• **Passage to read**:

Wow. Loss leader pricing has one purpose; to put out the competition's lights. If used for any other reason it is really just an exercise in incompetence.

And no, I don't remember Best Buy and Walmart having a huge selection or loss-leader prices. In fact I can't figure out how Best Buy ever sold a CD considering how expensive they were and still are, last I looked. Walmart may have had and still have loss-leader pricing for CDs but their selection has never been "huuuuuge" focusing instead on more recognized artists, leaving market space for actual music stores to carry a wider selection of lesser-known artists. In short, Walmart and Best Buy have never had anything approximating a monopoly on CDs sales. In fact, neither of them are even the #1 retailer for CDs -- Amazon is.

See, 15 years ago and today do not occupy the same space in time, so feel free to stop jumping back and forth as though they are one in the same.. I gave an example of what two businesses did IN MADISON (and in other locations I am sure) approximately 15 years ago.

If you lived on the east side after Best Buy did that and think they didn't have a monopoly on cd sales for that area you are wrong. And how have national statistics crept into this conversation? Last time i checked there were strange words like regional and test, and companies were allowed to apply those words and their definitions to their business practices as they chose.


The demise of the CD retail market has zero to do with loss-lead pricing and is almost entirely attributable to technology shifts giving major labels the ability to skip the record shop altogether and smaller artists to basically self-distribute through electronic means. Walmart isn't the only retailer to scale back their CD selection -- everybody has except maybe vintage specialty shops. The market just isn't there any more. Hell, some car companies have stopped putting CD players in their cars because they're wasting valuable real estate on the head unit.

• **Data extract**:

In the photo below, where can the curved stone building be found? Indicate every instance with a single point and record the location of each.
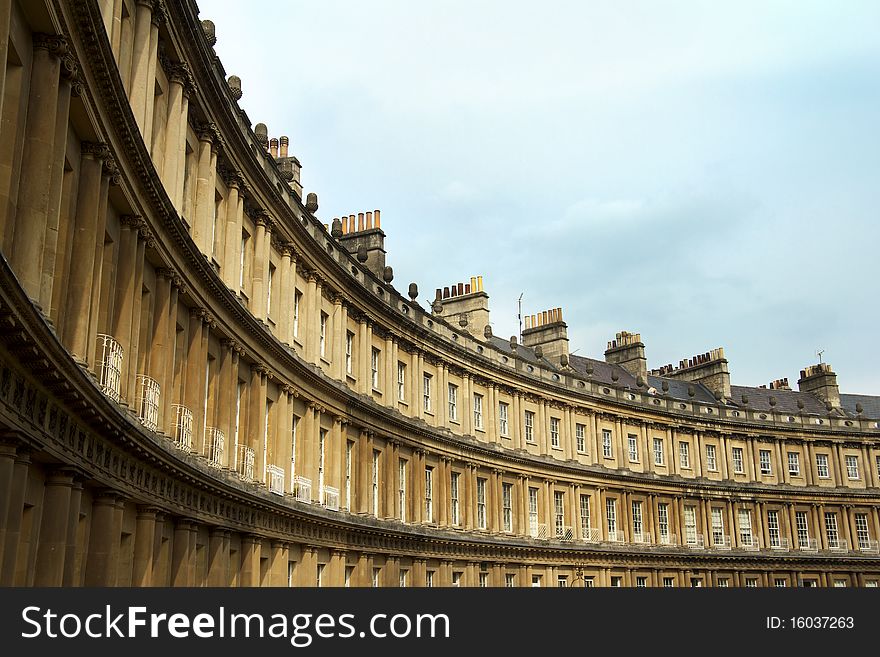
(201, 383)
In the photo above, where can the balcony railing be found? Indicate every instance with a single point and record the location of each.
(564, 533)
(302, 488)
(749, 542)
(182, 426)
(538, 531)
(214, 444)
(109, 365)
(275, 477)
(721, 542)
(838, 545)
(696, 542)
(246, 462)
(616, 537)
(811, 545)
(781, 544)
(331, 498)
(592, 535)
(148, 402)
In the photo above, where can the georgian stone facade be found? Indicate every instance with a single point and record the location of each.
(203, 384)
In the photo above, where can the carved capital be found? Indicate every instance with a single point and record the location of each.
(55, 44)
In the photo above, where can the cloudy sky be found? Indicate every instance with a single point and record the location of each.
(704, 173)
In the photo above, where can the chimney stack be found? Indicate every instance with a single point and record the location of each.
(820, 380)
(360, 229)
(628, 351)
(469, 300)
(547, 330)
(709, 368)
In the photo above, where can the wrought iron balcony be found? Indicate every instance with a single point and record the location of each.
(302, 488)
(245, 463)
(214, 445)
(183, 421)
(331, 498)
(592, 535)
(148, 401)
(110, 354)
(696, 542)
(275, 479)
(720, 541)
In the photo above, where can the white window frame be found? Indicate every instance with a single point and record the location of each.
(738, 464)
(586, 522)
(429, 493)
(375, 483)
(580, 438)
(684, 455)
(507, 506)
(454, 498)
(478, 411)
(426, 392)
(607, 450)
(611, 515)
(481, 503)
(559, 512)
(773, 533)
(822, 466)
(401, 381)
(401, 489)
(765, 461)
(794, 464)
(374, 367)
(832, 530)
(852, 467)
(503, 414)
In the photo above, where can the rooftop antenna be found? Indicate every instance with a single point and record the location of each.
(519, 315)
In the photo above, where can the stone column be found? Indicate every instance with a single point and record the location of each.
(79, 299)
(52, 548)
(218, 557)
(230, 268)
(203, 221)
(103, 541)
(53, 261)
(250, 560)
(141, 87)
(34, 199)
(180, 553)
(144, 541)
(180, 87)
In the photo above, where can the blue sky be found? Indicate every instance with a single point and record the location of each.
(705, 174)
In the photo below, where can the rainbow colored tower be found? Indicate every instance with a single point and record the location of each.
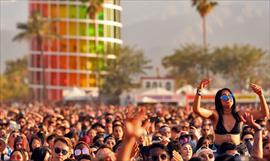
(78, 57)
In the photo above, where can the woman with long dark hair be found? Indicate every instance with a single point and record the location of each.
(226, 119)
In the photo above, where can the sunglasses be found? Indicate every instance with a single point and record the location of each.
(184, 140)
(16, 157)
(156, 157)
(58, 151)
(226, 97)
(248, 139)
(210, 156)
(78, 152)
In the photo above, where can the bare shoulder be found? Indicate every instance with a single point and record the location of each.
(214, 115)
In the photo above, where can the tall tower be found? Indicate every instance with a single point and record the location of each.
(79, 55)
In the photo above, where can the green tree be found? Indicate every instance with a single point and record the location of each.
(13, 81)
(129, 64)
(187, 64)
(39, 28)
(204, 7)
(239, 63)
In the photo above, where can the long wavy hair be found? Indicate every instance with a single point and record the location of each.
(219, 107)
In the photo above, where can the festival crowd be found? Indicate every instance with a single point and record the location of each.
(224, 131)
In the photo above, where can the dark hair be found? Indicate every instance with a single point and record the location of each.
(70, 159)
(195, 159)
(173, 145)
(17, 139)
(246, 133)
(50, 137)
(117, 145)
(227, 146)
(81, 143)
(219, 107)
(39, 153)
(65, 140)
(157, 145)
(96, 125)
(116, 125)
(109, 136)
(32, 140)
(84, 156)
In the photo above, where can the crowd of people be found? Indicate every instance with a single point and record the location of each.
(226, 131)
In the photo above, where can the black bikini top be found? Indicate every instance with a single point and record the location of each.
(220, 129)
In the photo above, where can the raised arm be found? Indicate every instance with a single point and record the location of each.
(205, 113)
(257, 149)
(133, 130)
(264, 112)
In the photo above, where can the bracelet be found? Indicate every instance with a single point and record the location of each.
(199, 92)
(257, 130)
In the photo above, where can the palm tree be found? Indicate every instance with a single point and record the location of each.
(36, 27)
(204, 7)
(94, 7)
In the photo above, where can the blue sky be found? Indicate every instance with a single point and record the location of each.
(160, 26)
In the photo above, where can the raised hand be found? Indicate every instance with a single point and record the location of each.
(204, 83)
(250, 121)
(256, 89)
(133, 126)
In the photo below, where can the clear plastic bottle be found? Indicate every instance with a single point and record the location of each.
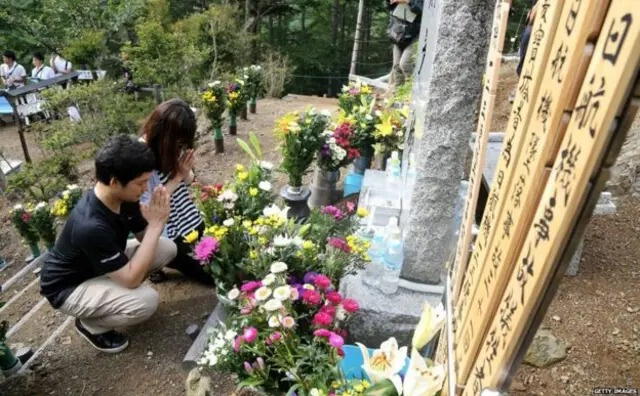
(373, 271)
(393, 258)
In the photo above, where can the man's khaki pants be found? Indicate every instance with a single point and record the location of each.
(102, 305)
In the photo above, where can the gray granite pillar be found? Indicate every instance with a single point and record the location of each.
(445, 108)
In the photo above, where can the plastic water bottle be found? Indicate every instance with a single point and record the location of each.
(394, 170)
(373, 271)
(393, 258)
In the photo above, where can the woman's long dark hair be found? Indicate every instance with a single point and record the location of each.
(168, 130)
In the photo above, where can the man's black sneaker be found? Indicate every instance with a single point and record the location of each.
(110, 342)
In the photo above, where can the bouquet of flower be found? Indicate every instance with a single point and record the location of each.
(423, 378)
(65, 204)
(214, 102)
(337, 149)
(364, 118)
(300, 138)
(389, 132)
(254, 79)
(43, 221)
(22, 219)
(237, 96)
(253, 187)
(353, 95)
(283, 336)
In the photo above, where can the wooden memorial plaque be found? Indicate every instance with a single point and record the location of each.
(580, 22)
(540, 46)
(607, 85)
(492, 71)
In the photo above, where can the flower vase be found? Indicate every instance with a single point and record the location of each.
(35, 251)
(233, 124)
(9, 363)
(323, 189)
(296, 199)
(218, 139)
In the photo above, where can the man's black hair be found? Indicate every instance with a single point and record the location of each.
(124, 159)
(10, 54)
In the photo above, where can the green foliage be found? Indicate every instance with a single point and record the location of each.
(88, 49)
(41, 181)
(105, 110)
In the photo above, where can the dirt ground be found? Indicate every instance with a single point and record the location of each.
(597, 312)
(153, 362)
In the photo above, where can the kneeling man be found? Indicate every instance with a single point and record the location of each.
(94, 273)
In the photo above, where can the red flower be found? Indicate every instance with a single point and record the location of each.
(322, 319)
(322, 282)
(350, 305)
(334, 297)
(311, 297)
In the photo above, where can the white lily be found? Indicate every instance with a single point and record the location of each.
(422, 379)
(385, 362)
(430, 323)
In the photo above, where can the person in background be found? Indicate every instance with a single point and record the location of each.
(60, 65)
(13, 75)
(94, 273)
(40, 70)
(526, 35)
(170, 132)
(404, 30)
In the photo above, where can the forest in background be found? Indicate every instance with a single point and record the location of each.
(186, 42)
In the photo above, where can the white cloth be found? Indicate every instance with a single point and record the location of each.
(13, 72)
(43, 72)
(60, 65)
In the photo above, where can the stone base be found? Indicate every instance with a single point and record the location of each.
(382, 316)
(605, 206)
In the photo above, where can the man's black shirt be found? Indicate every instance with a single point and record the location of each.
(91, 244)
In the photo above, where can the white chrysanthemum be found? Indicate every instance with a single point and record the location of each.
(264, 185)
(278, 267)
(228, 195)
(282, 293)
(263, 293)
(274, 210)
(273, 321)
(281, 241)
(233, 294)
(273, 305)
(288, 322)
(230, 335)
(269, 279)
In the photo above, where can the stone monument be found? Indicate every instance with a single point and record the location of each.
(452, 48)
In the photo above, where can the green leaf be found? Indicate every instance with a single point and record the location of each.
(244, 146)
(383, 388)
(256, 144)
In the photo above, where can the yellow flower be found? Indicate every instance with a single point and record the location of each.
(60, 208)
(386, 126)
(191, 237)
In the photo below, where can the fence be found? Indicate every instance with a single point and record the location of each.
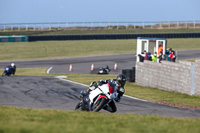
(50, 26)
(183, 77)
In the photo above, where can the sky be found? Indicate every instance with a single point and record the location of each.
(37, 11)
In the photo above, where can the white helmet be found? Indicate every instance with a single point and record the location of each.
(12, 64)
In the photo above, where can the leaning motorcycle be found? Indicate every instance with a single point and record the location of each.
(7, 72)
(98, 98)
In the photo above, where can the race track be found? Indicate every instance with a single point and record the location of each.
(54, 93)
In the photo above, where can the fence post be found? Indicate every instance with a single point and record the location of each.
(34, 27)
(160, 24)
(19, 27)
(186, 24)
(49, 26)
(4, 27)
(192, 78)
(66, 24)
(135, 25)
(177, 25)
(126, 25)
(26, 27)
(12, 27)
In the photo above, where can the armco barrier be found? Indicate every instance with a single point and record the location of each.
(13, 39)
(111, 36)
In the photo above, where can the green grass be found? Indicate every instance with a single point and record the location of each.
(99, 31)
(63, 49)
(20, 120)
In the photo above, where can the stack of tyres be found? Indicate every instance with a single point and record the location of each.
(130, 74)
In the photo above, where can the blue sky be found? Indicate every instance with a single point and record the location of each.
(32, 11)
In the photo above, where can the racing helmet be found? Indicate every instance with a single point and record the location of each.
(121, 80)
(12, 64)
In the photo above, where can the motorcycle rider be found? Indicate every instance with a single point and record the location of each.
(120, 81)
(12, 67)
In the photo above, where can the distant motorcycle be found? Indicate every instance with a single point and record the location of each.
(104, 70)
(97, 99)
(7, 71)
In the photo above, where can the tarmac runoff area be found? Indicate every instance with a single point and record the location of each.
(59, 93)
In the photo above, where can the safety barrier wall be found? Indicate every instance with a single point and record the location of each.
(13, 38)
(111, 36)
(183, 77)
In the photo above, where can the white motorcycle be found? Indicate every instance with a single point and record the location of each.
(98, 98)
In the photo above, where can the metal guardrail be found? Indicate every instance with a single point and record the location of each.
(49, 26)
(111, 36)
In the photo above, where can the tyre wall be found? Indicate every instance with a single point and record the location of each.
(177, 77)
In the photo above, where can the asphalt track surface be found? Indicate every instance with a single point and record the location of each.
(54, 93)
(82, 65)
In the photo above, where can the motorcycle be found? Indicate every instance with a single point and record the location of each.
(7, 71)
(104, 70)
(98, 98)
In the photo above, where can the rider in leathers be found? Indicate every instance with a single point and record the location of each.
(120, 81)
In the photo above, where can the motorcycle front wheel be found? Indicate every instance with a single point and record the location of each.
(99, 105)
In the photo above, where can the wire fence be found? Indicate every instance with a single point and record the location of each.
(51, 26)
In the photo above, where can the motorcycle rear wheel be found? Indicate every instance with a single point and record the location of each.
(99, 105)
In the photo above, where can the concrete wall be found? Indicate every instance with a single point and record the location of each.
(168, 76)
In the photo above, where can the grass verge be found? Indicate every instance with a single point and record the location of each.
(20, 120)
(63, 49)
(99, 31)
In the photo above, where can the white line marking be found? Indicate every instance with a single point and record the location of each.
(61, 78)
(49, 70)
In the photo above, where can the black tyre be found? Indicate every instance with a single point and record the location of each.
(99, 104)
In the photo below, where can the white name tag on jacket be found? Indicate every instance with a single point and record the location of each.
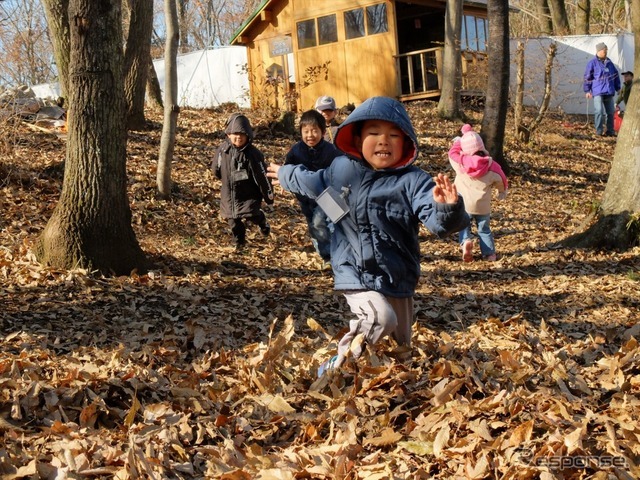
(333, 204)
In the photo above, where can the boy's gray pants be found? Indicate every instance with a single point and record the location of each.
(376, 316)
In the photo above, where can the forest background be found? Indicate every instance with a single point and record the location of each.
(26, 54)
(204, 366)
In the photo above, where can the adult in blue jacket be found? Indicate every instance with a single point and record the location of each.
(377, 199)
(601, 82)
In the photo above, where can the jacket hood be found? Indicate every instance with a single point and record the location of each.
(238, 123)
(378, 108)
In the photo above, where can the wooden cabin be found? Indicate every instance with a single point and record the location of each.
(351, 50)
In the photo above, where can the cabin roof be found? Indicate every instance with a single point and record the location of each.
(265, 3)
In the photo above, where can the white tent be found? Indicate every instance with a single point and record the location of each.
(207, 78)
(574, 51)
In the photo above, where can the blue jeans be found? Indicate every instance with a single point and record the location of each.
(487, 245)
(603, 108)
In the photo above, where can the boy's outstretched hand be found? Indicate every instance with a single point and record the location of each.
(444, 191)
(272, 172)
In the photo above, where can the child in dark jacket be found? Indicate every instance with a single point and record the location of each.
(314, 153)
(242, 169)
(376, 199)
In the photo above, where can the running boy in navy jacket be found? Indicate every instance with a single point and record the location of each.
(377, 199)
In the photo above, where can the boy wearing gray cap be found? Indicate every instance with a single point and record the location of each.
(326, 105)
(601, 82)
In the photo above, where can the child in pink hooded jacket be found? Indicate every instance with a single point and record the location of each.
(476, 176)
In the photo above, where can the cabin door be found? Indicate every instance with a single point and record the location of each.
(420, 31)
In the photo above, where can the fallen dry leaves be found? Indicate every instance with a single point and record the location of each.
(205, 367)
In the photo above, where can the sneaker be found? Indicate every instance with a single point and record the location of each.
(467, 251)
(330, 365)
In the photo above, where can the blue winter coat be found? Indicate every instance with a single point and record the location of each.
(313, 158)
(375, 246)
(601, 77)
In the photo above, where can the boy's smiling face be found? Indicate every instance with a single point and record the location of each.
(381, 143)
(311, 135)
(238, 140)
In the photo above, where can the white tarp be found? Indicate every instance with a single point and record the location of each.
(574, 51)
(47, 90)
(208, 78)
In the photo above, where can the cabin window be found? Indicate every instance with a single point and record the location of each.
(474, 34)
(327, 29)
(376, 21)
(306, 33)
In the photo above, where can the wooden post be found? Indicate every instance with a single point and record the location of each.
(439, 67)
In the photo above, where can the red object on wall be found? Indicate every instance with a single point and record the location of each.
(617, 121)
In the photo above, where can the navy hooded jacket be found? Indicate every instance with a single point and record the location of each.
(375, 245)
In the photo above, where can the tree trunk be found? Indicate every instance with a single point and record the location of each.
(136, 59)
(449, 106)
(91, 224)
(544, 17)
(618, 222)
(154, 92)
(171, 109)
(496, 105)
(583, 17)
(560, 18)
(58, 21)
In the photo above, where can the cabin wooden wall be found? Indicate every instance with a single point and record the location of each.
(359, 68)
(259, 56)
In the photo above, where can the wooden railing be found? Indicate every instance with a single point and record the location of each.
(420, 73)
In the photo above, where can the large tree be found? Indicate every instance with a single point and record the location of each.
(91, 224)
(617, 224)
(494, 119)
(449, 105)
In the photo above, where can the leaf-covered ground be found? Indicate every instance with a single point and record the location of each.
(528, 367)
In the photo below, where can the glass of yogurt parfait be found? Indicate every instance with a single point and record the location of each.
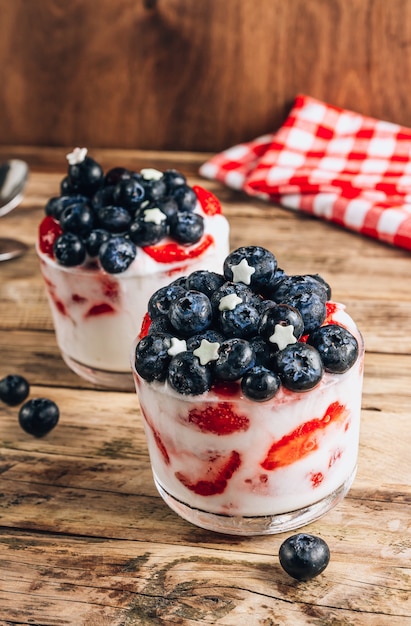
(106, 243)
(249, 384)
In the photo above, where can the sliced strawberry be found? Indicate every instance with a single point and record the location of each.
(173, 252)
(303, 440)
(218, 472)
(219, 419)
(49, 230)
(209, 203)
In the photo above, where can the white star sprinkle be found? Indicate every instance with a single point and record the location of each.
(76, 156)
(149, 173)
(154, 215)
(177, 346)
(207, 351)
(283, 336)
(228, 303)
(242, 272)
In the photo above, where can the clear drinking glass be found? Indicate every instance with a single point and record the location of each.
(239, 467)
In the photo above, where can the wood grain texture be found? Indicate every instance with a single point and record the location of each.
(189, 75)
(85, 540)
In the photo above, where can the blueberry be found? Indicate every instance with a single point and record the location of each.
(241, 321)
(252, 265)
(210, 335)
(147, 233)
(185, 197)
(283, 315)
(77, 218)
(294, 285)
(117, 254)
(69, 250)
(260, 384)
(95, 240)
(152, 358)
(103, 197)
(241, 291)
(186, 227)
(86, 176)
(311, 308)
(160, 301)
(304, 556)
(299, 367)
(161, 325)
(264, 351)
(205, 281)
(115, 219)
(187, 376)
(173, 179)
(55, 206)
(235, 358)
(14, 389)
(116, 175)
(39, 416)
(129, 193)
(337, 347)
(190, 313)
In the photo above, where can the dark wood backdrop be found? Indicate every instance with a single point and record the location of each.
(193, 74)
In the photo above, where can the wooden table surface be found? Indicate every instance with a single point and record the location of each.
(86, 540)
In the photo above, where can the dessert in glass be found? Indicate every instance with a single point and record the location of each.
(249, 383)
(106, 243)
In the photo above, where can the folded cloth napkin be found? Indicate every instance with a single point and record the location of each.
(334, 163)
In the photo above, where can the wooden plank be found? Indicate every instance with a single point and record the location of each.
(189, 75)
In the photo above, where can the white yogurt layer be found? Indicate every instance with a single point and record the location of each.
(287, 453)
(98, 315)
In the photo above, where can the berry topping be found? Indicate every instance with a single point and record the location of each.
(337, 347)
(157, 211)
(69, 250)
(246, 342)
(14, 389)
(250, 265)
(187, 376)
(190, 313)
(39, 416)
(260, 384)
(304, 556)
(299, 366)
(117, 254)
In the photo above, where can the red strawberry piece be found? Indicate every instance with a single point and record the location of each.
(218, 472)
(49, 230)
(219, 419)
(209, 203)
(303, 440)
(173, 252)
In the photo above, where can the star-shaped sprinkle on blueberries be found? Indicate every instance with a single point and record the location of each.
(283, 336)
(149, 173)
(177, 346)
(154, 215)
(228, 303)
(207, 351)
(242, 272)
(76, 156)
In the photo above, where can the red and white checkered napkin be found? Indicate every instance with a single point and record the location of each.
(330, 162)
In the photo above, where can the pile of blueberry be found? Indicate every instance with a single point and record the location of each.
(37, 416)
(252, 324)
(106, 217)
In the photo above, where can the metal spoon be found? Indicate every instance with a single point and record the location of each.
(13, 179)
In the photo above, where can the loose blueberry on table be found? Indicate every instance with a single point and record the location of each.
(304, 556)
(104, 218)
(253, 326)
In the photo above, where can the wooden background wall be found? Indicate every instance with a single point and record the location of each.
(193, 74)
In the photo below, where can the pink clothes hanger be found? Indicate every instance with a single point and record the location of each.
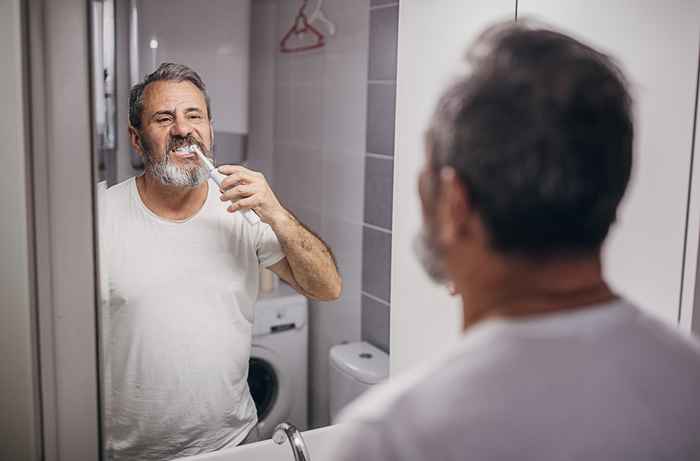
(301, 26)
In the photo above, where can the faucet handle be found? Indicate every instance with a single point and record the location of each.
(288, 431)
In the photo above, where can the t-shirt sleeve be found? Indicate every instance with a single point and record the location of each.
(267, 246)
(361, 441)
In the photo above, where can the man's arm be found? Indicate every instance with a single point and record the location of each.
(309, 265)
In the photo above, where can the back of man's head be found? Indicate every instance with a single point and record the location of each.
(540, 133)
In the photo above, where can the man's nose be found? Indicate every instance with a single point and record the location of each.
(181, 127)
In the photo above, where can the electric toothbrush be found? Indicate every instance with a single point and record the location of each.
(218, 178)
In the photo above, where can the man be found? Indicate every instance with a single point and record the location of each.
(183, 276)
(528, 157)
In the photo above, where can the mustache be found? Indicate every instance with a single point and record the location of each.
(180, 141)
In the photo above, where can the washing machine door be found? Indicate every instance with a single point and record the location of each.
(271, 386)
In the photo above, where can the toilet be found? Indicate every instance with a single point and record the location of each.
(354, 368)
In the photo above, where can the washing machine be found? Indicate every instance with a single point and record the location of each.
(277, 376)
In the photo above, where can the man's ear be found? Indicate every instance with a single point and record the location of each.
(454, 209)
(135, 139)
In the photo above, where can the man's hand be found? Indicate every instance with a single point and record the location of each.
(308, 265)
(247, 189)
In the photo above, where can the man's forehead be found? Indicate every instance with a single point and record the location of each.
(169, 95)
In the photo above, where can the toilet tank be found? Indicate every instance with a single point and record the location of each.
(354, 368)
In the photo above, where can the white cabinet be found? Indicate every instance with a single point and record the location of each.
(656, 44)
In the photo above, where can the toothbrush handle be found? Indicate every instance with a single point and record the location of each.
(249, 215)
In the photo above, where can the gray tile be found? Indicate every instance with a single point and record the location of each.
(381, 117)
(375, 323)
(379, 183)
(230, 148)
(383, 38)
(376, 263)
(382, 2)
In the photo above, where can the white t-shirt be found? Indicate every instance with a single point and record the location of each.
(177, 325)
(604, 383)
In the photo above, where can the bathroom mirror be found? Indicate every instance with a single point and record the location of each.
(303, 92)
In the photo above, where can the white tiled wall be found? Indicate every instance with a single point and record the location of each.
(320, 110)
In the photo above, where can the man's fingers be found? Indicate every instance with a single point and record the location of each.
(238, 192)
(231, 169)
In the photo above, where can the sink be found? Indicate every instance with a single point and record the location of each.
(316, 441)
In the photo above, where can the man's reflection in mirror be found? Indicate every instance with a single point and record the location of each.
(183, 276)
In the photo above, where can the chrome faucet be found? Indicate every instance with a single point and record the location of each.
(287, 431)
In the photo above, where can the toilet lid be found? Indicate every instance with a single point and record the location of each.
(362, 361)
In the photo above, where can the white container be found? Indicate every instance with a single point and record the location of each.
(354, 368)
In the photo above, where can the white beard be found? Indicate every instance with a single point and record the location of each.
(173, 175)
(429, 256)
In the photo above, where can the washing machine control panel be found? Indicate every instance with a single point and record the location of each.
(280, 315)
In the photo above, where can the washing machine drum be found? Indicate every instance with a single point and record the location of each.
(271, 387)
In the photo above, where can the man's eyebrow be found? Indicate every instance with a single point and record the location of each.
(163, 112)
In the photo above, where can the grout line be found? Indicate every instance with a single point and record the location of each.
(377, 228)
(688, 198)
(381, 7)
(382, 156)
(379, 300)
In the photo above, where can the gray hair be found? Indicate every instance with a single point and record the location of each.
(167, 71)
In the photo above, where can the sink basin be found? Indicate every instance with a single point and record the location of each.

• **Requirements**:
- A) Which retailer does the CD pricing discussion name as the #1 seller of CDs?
- B) Return the exact wording of the CD pricing discussion starting at "See, 15 years" and ending at "as they chose.".

• **Results of the tasks**:
- A) Amazon.

- B)
See, 15 years ago and today do not occupy the same space in time, so feel free to stop jumping back and forth as though they are one in the same.. I gave an example of what two businesses did IN MADISON (and in other locations I am sure) approximately 15 years ago.

If you lived on the east side after Best Buy did that and think they didn't have a monopoly on cd sales for that area you are wrong. And how have national statistics crept into this conversation? Last time i checked there were strange words like regional and test, and companies were allowed to apply those words and their definitions to their business practices as they chose.